• [Problem A]
Please output the part of the linear regression article between "Building a multiple" and "for our case.", inclusive, copied exactly.

───── Extracted text ─────

Building a multiple linear regression model and assumptions of linear regression: A-Z
Let us a take a break from model building here and understand first few things which will help us to judge how good is the model which we have built
After building our multiple regression model let us move onto a very crucial step before making any predictions using out model. There are some assumptions that need to be taken care of before implementing a regression model. All of these assumptions must hold true before you start building your linear regression model.
- Assumption 1: Relationship between your independent and dependent variables should always be linear i.e. you can depict a relationship between two variables with help of a straight line. Let us check whether this assumption holds true or not for our case.
By having a look on the second row and second column, we can say that our independent variables posses linear relationship(observe how scatterplots are more or less giving a shape of a line) with our dependent variable(cab price in our case)
- Assumption 2: Mean of residuals should be zero or close to 0 as much possible. It is done to check whether our line is actually the line of “best fit”.

───── Records to use ─────

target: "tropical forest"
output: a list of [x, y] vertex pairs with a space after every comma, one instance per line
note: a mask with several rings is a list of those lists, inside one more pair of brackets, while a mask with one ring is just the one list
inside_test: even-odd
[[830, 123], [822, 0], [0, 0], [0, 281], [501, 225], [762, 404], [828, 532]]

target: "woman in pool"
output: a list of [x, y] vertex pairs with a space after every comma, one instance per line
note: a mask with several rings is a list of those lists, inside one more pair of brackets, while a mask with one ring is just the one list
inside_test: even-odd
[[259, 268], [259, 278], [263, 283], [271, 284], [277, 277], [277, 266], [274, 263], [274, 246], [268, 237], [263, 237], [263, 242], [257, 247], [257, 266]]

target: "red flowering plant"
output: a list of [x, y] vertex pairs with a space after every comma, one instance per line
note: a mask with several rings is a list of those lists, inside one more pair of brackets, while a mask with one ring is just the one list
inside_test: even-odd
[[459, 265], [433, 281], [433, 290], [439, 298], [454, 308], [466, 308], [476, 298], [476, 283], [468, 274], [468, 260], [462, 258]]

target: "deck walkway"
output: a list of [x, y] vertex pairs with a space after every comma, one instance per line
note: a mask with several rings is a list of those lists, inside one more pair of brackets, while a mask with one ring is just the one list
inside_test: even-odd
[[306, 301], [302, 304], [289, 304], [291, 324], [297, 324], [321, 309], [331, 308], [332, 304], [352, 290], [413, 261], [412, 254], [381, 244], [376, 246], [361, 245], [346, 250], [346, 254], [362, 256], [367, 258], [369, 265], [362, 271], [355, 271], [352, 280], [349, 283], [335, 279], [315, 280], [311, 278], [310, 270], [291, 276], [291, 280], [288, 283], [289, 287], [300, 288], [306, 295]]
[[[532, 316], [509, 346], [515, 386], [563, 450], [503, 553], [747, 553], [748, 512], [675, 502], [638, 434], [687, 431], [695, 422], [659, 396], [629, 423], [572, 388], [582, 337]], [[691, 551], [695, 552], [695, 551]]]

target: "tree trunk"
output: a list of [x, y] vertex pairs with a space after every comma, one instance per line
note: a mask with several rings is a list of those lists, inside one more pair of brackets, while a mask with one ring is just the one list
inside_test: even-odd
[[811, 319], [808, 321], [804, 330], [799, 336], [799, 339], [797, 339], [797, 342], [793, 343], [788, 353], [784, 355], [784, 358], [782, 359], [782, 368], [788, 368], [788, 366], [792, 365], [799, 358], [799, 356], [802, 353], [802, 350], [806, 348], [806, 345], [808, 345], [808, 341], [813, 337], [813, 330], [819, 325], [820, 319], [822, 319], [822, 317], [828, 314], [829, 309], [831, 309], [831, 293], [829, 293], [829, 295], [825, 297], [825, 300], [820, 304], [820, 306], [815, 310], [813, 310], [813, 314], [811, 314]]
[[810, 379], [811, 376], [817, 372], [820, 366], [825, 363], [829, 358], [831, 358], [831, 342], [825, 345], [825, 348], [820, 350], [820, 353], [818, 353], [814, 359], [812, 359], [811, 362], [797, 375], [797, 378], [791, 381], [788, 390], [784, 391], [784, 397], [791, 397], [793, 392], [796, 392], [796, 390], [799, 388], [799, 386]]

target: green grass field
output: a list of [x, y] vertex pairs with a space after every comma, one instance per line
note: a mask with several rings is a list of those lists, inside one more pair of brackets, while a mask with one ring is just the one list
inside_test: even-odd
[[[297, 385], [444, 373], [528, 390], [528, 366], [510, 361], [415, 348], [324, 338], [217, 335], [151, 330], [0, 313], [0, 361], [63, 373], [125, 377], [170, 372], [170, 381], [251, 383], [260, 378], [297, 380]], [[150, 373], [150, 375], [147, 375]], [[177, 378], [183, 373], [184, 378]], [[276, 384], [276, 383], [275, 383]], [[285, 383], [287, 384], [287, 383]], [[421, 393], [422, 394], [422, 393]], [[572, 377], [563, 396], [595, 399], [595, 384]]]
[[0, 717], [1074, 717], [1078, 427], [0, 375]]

─────

• [Problem B]
Give the records from their first line through the line holding "260], [462, 258]]", inclusive, as a numbered list with blank lines left out.

• [Worked solution A]
Building a multiple linear regression model and assumptions of linear regression: A-Z
Let us a take a break from model building here and understand first few things which will help us to judge how good is the model which we have built
After building our multiple regression model let us move onto a very crucial step before making any predictions using out model. There are some assumptions that need to be taken care of before implementing a regression model. All of these assumptions must hold true before you start building your linear regression model.
- Assumption 1: Relationship between your independent and dependent variables should always be linear i.e. you can depict a relationship between two variables with help of a straight line. Let us check whether this assumption holds true or not for our case.

• [Worked solution B]
1. target: "tropical forest"
2. output: a list of [x, y] vertex pairs with a space after every comma, one instance per line
3. note: a mask with several rings is a list of those lists, inside one more pair of brackets, while a mask with one ring is just the one list
4. inside_test: even-odd
5. [[830, 123], [822, 0], [0, 0], [0, 281], [501, 225], [762, 404], [828, 532]]
6. target: "woman in pool"
7. output: a list of [x, y] vertex pairs with a space after every comma, one instance per line
8. note: a mask with several rings is a list of those lists, inside one more pair of brackets, while a mask with one ring is just the one list
9. inside_test: even-odd
10. [[259, 268], [259, 278], [263, 283], [271, 284], [277, 277], [277, 266], [274, 263], [274, 246], [268, 237], [263, 237], [263, 242], [257, 247], [257, 266]]
11. target: "red flowering plant"
12. output: a list of [x, y] vertex pairs with a space after every comma, one instance per line
13. note: a mask with several rings is a list of those lists, inside one more pair of brackets, while a mask with one ring is just the one list
14. inside_test: even-odd
15. [[459, 265], [433, 281], [433, 290], [439, 298], [454, 308], [466, 308], [476, 298], [476, 283], [468, 274], [468, 260], [462, 258]]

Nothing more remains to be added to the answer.